**Stated exercise a**
Set down the stretch of the excerpt on the trade fast-track push from "Obama's own Democrats" through "pivot to Asia.", copying it word for word.

**Excerpt**
......
Clinton's criticism on the presidential campaign trail further dimmed hopes of reviving the White House's drive for the Trans-Pacific Partnership (TPP) in Congress, a key piece of legislation in Obama's second term.

“I believe that one of the ways the president could get fast-track authority is to deal with the legitimate concerns of those Democrats who are potential ‘yes’ voters to see what’s in the negotiation or even what’s in the existing framework agreement that is being drafted, could be modified or changed,” Clinton, the Democratic presidential front-runner, said on Monday in Concord, New Hampshire.

Republicans who control Congress moved late on Monday to postpone a House vote that had been expected on Tuesday, setting a much later deadline of July 30 for future action.

"We remain committed to getting (fast-track) done, and this will give the president more time to communicate the consequences of not moving forward with his party," said Kevin Smith, spokesman for Republican U.S. House of Representatives Speaker John Boehner.

Obama's own Democrats on Friday derailed his push for authority to speed trade deals through Congress with a yes-or-no vote, casting doubt on the trade agreement central to the administration's pivot to Asia.
......
**Some entries**

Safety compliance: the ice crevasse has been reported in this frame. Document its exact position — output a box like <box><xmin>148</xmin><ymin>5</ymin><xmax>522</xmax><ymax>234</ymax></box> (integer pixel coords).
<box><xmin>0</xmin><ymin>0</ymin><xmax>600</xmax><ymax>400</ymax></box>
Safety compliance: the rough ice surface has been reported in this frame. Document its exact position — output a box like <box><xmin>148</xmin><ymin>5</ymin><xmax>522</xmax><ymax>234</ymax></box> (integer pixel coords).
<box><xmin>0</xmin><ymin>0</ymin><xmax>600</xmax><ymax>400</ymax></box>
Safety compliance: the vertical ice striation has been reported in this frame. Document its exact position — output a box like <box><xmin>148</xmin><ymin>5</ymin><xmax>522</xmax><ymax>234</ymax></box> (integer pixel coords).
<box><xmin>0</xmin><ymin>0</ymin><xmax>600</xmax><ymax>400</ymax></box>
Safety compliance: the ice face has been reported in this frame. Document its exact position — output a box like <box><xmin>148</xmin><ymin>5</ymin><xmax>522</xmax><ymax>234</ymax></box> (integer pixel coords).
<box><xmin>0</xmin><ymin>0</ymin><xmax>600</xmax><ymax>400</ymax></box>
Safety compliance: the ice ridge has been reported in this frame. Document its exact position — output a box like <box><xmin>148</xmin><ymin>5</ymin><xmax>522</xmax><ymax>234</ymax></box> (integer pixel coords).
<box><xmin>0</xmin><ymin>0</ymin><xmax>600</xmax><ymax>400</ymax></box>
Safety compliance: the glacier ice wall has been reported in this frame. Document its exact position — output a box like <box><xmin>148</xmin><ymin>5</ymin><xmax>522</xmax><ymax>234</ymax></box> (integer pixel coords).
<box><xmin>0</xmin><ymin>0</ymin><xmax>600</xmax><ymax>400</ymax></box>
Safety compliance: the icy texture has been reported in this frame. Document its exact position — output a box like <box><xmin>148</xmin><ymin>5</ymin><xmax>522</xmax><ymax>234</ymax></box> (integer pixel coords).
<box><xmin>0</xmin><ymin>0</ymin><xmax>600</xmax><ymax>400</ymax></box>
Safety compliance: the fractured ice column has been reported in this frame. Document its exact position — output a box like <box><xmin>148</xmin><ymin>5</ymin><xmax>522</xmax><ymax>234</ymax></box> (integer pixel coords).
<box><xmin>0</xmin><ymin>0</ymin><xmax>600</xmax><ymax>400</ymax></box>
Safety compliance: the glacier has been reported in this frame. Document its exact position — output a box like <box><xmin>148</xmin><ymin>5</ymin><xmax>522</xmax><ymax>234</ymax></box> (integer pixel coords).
......
**Stated exercise b**
From the entries above, extract the stretch from the line containing "Safety compliance: the icy" through the last line of the entries, reproducing each line without change.

**Task answer a**
Obama's own Democrats on Friday derailed his push for authority to speed trade deals through Congress with a yes-or-no vote, casting doubt on the trade agreement central to the administration's pivot to Asia.

**Task answer b**
Safety compliance: the icy texture has been reported in this frame. Document its exact position — output a box like <box><xmin>148</xmin><ymin>5</ymin><xmax>522</xmax><ymax>234</ymax></box> (integer pixel coords).
<box><xmin>0</xmin><ymin>0</ymin><xmax>600</xmax><ymax>400</ymax></box>
Safety compliance: the fractured ice column has been reported in this frame. Document its exact position — output a box like <box><xmin>148</xmin><ymin>5</ymin><xmax>522</xmax><ymax>234</ymax></box> (integer pixel coords).
<box><xmin>0</xmin><ymin>0</ymin><xmax>600</xmax><ymax>400</ymax></box>
Safety compliance: the glacier has been reported in this frame. Document its exact position — output a box like <box><xmin>148</xmin><ymin>5</ymin><xmax>522</xmax><ymax>234</ymax></box> (integer pixel coords).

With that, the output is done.